• _DOCUMENT EXTRACT_:
§
I don’t often simply reproduce other people’s work, but I think this story from CutDC.com is not only well-written but it raises vital questions about freedom in America. We need to remember that freedom is rarely lost in dramatic moments, but in innumerable little restrictions on freedom to organise, free assembly, free speech, and freedom of thought.

Goodbye, First Amendment: ‘Trespass Bill’ will make protest illegal

Published: 29 February, 2012, 02:13

White house activist arrested

Washington: US park police detains a Christian religious activist during a pro-life demonstration in front of the White House in Washington on February 16, 2012. (AFP Photo/Jewel Samad). I hate what she's campaigning for, but I will defend to the death her right to say what she thinks somewhere she can actually be heard.

Just when you thought the government couldn’t ruin the First Amendment any further, the House of Representatives approved a bill on Monday that outlaws protests in instances where some government officials are nearby, whether or not you even know it.
§
• _DATASET EXCERPTS_:
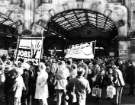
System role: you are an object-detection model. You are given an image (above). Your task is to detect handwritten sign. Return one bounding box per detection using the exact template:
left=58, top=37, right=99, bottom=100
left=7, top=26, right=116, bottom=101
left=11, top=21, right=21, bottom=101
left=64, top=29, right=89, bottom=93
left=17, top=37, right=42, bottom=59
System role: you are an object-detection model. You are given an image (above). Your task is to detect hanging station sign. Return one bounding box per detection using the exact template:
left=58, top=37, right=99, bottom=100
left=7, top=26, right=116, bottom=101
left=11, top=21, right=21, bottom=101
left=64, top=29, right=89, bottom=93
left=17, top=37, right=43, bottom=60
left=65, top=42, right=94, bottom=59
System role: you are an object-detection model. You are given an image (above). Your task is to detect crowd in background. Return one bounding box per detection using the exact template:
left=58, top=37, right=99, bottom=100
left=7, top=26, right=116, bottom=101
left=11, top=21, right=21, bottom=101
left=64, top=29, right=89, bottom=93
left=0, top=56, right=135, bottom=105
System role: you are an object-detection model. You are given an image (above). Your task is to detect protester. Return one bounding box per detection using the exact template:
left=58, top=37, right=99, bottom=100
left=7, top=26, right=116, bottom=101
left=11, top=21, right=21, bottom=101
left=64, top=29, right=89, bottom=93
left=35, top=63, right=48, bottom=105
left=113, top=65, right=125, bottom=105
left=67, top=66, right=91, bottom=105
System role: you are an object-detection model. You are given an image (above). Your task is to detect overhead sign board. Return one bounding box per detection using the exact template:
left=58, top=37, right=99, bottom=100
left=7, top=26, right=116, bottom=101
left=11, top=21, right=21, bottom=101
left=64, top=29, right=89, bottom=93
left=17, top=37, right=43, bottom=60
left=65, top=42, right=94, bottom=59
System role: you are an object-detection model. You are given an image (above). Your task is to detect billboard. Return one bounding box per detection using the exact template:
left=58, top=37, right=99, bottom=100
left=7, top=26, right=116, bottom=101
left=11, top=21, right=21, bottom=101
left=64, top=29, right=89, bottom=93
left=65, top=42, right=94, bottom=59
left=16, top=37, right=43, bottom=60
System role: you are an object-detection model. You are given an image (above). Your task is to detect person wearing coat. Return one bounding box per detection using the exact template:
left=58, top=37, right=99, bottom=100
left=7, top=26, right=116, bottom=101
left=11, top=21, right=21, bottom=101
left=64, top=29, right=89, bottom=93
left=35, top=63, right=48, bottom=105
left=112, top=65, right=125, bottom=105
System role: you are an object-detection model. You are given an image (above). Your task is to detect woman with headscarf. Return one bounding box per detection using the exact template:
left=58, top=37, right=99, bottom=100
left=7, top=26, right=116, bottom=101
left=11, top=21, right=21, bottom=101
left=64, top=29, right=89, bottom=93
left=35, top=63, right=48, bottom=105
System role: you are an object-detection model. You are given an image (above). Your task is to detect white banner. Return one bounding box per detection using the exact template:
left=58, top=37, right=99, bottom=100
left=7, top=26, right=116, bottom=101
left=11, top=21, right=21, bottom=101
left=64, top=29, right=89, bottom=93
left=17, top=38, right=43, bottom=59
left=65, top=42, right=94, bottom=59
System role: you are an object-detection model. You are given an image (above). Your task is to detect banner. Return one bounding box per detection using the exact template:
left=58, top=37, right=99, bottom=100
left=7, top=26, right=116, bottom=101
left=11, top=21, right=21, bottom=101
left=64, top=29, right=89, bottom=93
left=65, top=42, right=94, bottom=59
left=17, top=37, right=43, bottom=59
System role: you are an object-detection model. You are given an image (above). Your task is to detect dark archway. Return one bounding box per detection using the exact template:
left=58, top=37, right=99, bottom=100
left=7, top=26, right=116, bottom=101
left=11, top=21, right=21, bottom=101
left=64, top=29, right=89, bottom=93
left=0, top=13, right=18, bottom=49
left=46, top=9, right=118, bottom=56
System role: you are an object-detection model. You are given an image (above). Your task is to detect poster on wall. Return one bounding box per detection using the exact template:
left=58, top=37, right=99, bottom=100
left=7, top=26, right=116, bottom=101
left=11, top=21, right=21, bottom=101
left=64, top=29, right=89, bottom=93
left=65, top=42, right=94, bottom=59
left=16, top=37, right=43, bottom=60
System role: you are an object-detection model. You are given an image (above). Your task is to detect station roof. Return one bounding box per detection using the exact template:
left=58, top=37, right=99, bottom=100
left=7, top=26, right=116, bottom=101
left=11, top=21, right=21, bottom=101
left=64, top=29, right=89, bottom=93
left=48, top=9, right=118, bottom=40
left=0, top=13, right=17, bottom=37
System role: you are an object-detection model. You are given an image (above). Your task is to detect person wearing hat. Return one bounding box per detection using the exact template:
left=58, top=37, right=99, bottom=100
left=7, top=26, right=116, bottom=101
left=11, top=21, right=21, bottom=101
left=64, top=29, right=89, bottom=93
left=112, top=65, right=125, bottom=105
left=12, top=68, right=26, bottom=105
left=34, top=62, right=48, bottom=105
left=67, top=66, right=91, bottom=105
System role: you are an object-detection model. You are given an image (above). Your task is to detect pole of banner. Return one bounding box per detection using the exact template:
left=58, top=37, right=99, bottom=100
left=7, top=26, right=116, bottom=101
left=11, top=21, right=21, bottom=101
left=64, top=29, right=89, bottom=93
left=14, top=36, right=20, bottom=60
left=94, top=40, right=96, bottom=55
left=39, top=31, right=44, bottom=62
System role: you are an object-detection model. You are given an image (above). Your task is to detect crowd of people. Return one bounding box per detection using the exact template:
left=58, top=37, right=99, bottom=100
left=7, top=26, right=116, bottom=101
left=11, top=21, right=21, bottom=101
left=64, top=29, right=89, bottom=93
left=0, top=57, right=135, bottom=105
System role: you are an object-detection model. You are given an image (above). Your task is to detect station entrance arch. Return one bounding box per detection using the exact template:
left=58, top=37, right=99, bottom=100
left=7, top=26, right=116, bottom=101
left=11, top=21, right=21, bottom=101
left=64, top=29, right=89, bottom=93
§
• _WRITTEN INSTRUCTION_:
Name every kind of freedom that the opening paragraph of the text on the trespass bill lists as being lost through little restrictions.

• _REPLY_:
- freedom to organise
- free assembly
- free speech
- freedom of thought